SELECTED PASSAGE:
I’ve been watching the currency markets as a global investor for over twenty-five years.  Over that time, the country that, to my mind, has the best record in influencing the direction of its currency is the Japan.  Understanding it can’t oppose the banks directly, it has waited until a wave of speculation has almost exhausted itself and then applied enough pressure to send the yen in the opposite direction.

Japan’s present stance is a curious one, though.  The current administration in Tokyo, the Democratic Party of Japan, came into office with the intention of reversing the long-standing (and very outdated) policy of the Liberal Democratic Party of always aiming to weaken the yen in order to help the prospects of export-oriented industries.  Nevertheless, when the original DPJ finance minister tried to enforce the new policy, he was replaced with someone more willing to cater to the Keidanren.  The new minister immediately began selling the yen in what I saw as simply a wasteful attempt to establish his pro-industry bona fides.  That was Naoto Kan, who is now the prime minister.  Who knows what he’ll do now.

ENTRIES PROVIDED:
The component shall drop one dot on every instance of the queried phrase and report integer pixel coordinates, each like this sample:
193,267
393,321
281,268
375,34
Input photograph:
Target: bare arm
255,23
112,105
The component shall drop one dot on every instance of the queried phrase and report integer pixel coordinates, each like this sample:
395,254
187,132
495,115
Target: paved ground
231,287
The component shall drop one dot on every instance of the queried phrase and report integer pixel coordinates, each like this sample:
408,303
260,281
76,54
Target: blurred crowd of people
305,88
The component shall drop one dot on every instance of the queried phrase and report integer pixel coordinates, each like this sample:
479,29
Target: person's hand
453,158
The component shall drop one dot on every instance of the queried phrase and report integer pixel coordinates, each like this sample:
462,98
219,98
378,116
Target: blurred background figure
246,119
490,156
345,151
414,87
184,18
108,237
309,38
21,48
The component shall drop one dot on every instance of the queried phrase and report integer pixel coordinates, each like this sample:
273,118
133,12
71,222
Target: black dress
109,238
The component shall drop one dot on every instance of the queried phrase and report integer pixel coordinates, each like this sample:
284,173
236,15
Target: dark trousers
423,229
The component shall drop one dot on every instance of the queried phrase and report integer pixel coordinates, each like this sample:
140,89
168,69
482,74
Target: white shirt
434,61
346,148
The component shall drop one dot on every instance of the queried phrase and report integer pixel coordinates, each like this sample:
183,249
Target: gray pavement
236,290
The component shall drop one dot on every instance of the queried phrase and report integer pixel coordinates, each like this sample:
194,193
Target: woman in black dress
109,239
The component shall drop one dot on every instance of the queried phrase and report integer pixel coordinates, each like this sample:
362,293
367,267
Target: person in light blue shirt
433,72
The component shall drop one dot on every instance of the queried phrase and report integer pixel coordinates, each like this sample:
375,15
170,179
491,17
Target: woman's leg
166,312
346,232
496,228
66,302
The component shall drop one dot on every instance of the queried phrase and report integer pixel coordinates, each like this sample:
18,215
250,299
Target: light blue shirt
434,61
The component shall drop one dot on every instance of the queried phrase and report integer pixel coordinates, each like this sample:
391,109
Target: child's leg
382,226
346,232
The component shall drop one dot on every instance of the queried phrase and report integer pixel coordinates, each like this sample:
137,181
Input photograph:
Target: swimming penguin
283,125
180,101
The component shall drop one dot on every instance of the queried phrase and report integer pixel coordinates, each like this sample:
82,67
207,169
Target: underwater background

TASK DESCRIPTION:
Carry the commentary on Japan's yen policy further, picking up right after its last sentence. These items come from a separate source.

EXERCISE ANSWER:
A second curious aspect of the situation today is that there’s no good reason for the yen to be a strong currency.  The country’s workforce is shrinking.  The government is ineffective and heavily in debt.  The budget is in deficit.  And the country hasn’t shown any real growth in over twenty years.  Japan’s most “positive” feature  vs. the euro or the dollar is that it’s a known quantity and has less near-term potential for negative economic developments than the EU or the US.

Why has the yen been rising, then?  After the Kobe earthquake in 1995, Japan repatriated large amounts of money invested abroad.  Insurance companies needed funds to pay claims.  Parties–individual or corporate–who had no third-party insurance needed money to rebuild.  this activity drove the yen up by about 20% against the dollar in the months following the earthquake.  It’s probably too soon for this to be happening again.  The yen probably started to rise early this week as speculators began to bet the same thing would happen again.

Interestingly, the yen gave back almost all its gains as soon as the G-7 announced its plans and Tokyo was seen selling the yen aggressively in the currency markets.  To me, this suggests that the big players in the market haven’t decided what to do yet.  In the end, though, it will be the banks, not the G-7, that decide whether the yen strengthens or not.

investment implications

What’s the significance of a rise in the yen for investors?

An appreciating currency has two effects:

–it slows economic growth in local currency terms, and

–it reorients what economic energy there is–away from export-oriented industries, and toward domestic-oriented firms and importers.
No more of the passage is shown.